Short task »
Find every line in the entries below that contains the string "shown", and copy each of those lines.

Region labeling entries »
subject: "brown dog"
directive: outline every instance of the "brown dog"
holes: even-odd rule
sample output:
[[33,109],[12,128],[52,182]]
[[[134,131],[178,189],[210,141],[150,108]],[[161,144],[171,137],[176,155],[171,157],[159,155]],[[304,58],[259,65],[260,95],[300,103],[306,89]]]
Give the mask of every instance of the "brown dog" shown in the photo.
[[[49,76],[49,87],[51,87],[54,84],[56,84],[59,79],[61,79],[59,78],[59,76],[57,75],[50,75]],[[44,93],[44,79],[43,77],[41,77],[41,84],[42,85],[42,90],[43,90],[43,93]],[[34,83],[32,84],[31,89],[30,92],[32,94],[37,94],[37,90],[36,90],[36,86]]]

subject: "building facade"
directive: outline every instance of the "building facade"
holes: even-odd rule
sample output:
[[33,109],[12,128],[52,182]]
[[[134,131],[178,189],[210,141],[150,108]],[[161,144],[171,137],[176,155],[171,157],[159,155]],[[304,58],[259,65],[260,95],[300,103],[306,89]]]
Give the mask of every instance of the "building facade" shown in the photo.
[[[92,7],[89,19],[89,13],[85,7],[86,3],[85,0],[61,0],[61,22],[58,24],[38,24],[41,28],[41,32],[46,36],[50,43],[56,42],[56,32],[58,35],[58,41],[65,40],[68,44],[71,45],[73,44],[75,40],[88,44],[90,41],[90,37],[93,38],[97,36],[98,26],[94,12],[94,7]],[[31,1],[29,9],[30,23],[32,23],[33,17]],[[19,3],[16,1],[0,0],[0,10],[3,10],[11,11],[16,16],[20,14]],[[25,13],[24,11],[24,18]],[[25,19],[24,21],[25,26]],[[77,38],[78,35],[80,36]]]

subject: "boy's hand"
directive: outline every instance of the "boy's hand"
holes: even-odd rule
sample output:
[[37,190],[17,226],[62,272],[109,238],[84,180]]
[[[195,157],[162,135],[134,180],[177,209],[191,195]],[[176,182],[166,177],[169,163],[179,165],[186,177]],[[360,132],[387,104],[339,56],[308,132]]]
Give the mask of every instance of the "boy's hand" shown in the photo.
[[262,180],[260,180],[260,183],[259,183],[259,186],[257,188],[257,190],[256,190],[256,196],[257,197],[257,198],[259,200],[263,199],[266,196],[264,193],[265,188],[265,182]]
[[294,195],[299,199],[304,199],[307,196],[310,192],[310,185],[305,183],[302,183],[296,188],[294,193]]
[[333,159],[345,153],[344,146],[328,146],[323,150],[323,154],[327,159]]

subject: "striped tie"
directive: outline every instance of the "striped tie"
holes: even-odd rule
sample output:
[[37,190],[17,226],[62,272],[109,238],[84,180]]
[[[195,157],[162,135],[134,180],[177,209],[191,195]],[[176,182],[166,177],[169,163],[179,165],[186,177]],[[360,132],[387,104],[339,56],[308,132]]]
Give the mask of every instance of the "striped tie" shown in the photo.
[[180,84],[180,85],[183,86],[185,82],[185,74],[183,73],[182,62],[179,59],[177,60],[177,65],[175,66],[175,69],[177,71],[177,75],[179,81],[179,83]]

Task response »
Give the mask of every instance of the "brown dog" shown in the photo.
Give the mask of every instance of the "building facade" shown in the photo.
Give the mask of every instance of the "boy's hand" shown in the photo.
Give the mask of every instance of the "striped tie" shown in the photo.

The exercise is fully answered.